» WHAT THIS EXERCISE ASKS:
1. Write out the passage about Delphi word for word, everything from "Leaving Meteora, we" down to "to Acropole Hotel.".
2. Extend the passage about the trip to Delphi, picking up after its final sentence.

Leaving Meteora, we drive for around 3 hours to get to Delphi. One thing I did not realize about Delphi is how high up it is, perched up on Mount Parnassus. And that the scenery here is stunning!! The roads are small and our hotel is not accessible by giant coach bus so we are dropped off down the road and drag our luggage to Acropole Hotel.
This is the view from our room…seriously!!!
In ancient times, Delphi was a sacred area around a religious site that served as the seat of the major oracle who was consulted when making important decisions. Her name was Pythia. The ancient Greeks considered Delphi to be the centre of the world. How did they come to this conclusion? Zeus released 2 eagles to fly from opposite sides of the earth and the eagles eventually met over this place. Oh, Greek mythology. The area was continuously inhabited up until the French School at Athens wanted to excavate here in the 1880’s, suspecting it was ancient Delphi. The villagers resisted, but after an earthquake damaged the area they were offered a new village to leave this old site. And after the removal of tons of soil from landslides, ancient Delphi was rediscovered!

» DATASET ENTRIES:
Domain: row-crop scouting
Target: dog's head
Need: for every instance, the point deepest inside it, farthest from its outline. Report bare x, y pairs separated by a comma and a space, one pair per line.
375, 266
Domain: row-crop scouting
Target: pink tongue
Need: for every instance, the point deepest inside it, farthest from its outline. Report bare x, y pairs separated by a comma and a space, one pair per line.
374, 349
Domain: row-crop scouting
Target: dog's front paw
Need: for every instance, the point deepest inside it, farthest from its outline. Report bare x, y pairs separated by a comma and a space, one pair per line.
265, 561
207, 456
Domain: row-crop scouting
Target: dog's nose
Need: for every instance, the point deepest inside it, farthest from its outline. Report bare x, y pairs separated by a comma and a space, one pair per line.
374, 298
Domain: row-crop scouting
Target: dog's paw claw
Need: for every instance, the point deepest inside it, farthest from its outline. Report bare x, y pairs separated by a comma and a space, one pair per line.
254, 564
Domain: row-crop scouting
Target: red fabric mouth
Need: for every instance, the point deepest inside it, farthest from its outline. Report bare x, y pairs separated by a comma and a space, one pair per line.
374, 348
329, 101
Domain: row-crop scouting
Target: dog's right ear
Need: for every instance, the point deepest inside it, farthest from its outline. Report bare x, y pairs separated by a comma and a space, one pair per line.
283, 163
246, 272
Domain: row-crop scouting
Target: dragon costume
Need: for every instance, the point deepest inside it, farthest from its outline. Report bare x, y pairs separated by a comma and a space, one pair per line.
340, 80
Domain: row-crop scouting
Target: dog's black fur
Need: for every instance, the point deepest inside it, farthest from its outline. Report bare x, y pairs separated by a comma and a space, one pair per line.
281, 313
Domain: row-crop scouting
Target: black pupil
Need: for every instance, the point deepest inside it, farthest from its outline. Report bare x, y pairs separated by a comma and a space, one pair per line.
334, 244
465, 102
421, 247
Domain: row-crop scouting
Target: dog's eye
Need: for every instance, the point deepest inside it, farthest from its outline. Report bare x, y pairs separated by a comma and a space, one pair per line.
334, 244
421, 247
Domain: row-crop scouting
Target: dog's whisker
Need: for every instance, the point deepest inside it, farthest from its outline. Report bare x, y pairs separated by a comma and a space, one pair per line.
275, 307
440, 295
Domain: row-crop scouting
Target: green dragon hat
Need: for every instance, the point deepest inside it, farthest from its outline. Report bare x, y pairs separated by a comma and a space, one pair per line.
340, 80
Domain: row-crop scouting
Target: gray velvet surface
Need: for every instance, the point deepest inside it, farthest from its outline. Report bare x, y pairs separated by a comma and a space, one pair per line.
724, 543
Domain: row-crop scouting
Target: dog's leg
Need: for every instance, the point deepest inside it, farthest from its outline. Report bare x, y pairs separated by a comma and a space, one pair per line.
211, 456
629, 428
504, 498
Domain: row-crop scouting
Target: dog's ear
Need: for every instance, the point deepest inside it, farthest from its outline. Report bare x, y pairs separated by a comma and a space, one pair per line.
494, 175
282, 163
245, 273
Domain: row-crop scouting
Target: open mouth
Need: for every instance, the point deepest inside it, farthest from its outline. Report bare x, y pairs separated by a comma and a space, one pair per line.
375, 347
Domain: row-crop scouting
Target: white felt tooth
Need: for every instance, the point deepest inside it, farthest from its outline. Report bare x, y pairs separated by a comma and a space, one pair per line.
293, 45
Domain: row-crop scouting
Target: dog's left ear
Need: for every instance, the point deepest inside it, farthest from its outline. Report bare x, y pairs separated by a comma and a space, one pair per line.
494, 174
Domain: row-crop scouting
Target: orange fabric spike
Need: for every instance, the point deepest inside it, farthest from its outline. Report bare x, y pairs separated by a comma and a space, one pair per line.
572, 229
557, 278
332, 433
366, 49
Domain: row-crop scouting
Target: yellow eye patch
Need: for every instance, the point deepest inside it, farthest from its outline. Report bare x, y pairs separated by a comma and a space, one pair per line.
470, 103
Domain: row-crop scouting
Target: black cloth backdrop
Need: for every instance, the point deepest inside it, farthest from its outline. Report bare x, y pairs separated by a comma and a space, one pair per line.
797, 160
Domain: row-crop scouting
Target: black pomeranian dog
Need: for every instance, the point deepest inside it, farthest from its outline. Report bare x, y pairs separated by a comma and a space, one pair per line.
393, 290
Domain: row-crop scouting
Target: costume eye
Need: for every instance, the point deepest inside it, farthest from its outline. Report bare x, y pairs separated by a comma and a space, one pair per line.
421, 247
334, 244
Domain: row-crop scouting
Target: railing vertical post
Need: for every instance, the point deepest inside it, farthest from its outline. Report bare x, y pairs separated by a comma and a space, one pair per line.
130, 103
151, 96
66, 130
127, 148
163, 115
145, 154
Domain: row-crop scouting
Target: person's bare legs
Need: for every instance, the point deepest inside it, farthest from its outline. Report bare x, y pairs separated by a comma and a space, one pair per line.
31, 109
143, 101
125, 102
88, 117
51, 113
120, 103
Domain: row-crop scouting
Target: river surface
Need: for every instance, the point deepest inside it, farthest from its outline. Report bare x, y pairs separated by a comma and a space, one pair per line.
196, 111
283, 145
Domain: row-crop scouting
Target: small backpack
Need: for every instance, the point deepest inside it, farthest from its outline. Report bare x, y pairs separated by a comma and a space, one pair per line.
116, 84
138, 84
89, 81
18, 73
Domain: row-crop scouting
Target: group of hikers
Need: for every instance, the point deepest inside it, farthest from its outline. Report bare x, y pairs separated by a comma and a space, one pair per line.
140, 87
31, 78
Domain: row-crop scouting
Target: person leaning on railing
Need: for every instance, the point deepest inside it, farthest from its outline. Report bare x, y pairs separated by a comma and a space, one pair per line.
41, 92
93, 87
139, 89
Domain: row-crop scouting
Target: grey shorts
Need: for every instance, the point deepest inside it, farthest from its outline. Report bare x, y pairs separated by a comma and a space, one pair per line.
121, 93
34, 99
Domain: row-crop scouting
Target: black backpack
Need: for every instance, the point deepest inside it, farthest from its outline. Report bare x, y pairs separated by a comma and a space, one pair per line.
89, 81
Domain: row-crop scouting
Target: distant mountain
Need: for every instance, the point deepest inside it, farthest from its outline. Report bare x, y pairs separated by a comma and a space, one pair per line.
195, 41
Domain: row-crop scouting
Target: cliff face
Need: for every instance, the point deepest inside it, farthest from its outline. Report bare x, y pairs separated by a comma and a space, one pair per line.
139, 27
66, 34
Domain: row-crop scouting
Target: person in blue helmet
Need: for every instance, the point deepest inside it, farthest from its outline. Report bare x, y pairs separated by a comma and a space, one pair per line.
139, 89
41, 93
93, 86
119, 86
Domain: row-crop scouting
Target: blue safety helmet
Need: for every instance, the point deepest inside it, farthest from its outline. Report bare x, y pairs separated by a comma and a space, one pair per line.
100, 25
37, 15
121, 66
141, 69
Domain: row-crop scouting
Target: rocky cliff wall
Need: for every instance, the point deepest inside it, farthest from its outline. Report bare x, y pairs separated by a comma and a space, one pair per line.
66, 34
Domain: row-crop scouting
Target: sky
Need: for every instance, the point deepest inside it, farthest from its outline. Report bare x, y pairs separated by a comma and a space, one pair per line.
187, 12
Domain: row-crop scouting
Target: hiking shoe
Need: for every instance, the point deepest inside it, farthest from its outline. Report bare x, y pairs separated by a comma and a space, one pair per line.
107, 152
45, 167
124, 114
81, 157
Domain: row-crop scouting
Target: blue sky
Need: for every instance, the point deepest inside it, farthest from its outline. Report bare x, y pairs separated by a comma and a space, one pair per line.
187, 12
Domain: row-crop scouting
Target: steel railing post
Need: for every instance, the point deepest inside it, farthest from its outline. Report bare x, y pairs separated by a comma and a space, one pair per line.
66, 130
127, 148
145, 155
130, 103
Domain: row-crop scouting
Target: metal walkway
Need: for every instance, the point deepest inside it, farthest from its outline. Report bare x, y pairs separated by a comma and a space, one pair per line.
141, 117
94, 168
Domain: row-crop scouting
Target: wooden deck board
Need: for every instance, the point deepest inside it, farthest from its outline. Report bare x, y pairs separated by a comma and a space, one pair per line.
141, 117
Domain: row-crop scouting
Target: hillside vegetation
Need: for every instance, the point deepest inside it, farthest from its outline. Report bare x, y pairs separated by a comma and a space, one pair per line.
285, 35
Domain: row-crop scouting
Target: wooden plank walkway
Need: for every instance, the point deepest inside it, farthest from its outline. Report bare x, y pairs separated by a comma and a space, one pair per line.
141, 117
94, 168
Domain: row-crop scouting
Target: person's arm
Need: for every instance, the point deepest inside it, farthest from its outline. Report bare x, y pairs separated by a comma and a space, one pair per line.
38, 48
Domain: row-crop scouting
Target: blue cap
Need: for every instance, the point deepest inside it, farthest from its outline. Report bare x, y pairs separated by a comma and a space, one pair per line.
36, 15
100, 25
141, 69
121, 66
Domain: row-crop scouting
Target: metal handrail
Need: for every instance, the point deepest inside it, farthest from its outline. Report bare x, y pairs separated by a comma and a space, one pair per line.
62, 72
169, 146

» RESPONSES TO THE TASKS:
1.
Leaving Meteora, we drive for around 3 hours to get to Delphi. One thing I did not realize about Delphi is how high up it is, perched up on Mount Parnassus. And that the scenery here is stunning!! The roads are small and our hotel is not accessible by giant coach bus so we are dropped off down the road and drag our luggage to Acropole Hotel.

2.
Before dinner, Matt takes us for a walk downhill to the Sanctuary of Athena Pronaia, at the base of the mountain.
It’s located separate from the main ruins, and this one’s free to explore. The main structure here is the Tholos of Delphi, which is a circular temple.
The 3 Doric columns that remain have been reconstructed. We look around and take pics, and then it’s a long walk back up the hill to town for dinner.
Ana and I fall behind, and it doesn’t help that we see a few kitties along the way and I have to stop to talk to them. Haha.
We arrive a bit late for dinner at Epikouros Restaurant, and we have to sit at the crap table that’s not situated on the awesome patio with amazing views. Punishment for stragglers. Dinner is a set meal, that consists mostly of salad and Greek pasta. After dinner, a few of us hit up Mr. Rose bar, and snag a table outside before a large group of youngsters take over the bar. It’s just me, Ana, Deepti and Matt and the 4 of us enjoy some drinks to end our night in Delphi.
But……nothing too crazy that night because today we are up reallllyyy early to get to the Delphi Archaeological Museum for opening time at 8am.
We have a guide named Penny, and she’s a pro at showing us around this museum that’s located at the foot of the main archaeological complex. So, what’s cool and significant in this museum? Well as usual, there’s a collection of figurines, cauldrons and pots, bronze helmets. Here are some of the more significant artifacts, separated into different rooms. The first room features the amazing Twins of Argos, Cleobis and Biton.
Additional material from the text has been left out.